## RAW RECORDS
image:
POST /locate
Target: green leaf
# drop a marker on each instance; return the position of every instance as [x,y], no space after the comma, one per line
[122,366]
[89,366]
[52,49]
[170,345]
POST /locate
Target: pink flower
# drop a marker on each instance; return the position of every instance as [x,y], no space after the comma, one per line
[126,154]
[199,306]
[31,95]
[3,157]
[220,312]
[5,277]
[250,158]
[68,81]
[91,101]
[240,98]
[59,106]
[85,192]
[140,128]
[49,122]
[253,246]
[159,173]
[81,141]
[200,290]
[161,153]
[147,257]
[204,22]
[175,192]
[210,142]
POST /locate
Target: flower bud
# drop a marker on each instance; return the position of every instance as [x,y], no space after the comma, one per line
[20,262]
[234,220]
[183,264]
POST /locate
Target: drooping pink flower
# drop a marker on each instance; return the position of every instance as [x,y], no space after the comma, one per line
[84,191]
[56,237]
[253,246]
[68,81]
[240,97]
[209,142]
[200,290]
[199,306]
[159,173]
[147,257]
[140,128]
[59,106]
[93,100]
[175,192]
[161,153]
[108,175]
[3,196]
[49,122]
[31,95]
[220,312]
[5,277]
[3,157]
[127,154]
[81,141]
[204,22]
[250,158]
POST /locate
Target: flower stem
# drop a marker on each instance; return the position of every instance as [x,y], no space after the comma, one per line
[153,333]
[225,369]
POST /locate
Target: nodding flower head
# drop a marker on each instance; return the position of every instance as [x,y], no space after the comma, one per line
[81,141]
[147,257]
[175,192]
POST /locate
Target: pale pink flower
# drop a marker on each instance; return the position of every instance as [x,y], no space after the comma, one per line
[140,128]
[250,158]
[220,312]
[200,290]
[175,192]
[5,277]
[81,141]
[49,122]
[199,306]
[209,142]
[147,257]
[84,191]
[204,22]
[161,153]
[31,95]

## WRITTEN TASK
State the number of lines in the listing above that contain the string "Target". Reply with the number alone.

## RESPONSE FOR THIS EXERCISE
7